(Point-based annotation data)
(begin)
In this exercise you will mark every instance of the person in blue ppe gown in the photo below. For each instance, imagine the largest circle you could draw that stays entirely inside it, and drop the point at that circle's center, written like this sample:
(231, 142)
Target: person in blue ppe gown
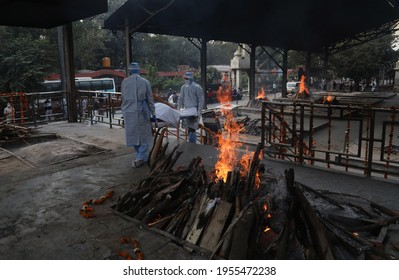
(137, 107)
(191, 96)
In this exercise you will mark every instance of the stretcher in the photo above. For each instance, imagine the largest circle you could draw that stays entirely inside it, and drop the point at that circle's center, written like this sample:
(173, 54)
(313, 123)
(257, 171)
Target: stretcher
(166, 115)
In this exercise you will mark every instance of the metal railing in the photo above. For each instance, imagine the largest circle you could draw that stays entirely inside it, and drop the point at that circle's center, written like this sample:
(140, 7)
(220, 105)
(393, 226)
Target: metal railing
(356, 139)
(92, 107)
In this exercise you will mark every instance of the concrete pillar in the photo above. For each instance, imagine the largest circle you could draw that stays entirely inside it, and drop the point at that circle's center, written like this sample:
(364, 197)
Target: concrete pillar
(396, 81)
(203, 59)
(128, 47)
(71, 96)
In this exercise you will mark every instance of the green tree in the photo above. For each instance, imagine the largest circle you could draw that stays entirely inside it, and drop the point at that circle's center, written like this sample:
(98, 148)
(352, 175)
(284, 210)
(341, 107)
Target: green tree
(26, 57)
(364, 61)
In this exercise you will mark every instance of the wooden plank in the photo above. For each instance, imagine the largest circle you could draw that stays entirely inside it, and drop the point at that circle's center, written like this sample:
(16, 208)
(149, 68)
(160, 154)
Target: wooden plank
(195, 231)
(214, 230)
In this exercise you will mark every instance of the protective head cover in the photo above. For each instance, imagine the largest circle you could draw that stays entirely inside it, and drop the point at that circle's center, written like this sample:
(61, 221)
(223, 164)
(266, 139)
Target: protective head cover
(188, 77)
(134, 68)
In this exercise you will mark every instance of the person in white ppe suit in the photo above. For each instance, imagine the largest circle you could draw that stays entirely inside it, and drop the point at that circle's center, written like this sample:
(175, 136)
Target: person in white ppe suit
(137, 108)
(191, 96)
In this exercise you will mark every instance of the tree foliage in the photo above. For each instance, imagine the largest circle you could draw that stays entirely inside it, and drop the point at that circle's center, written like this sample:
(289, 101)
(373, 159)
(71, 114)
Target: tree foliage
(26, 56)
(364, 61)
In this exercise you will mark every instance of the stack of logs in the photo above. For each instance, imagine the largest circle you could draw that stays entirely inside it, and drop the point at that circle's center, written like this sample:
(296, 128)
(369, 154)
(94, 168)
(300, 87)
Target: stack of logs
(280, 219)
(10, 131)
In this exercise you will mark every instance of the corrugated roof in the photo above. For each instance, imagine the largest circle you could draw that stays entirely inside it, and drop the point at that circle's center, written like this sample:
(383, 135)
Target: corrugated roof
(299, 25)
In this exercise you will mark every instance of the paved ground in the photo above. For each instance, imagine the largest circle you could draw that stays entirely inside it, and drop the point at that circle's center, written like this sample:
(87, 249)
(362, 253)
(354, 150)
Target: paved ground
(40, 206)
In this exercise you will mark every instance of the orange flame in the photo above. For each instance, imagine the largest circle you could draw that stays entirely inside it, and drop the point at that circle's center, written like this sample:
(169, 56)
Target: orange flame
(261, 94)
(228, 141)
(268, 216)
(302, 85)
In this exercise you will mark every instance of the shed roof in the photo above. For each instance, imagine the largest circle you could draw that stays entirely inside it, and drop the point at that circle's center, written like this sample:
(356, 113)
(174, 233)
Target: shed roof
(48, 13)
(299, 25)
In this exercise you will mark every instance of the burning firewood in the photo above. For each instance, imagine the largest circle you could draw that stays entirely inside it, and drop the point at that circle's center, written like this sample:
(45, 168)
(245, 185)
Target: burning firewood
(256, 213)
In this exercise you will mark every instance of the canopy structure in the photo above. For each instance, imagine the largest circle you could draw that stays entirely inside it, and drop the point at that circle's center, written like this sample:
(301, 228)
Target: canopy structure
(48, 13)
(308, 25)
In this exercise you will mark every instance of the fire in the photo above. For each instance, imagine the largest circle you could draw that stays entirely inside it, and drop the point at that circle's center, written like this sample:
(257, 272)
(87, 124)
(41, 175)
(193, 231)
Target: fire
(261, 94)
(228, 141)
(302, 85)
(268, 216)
(end)
THE EXERCISE -
Transcribe only the trailing portion of the entries above: the line that contains "In this exercise you will mark every instance of the corrugated" and each line after it.

FULL ANSWER -
In this exercise you will mark every instance of the corrugated roof in the photo above. For each instance, imagine the largest circle you could draw that stays entirely inside it, and drop the point at that circle's center, written like this sample:
(383, 135)
Target: corrugated roof
(299, 25)
In this exercise you will mark every instance of the paved ground in the photo above. For each instance, imagine the largest circle you could draw that stays entirely inside it, and drop the point at that circle's center, written like this sample:
(87, 249)
(362, 253)
(354, 150)
Target: paved ground
(40, 206)
In this exercise you will mark every instance of the orange flame in the photo above. For each instance, imagine the largest circle you could draw that stays entirely inside it, and drop the point at that circle's center, written like this sample:
(169, 56)
Target: orange flame
(261, 94)
(228, 141)
(268, 216)
(302, 85)
In this exercise you will mark every instance of the shed roof in the photo above. For each instance, imagine the largest circle you could draw that stays entirely inside it, and drop the point at that circle's center, written like this sample:
(356, 113)
(174, 233)
Target: shed roof
(48, 13)
(299, 25)
In this exercise you will mark every instance of the burning firewood in the photo above. For each instance, imagine the largest circle you could draw that stays entirely inside it, and drop the point at that circle's center, written like this sample:
(45, 168)
(245, 185)
Target: burning firewood
(256, 213)
In this exercise you will mark every instance of the canopy structure in the photo above. For each instance, imagine the largest circle you could draw that stays entirely inside it, and drop the point at that circle's center, written like this sample:
(301, 228)
Target: canopy structure
(48, 13)
(308, 25)
In this exercise you will mark every instance of the fire in the photo above. For each instance, imagine the largest circle you could draw that stays entirely inside it, and drop the point at that circle's center, written like this sample:
(257, 272)
(87, 124)
(41, 175)
(193, 231)
Target: fire
(261, 94)
(228, 141)
(302, 85)
(268, 216)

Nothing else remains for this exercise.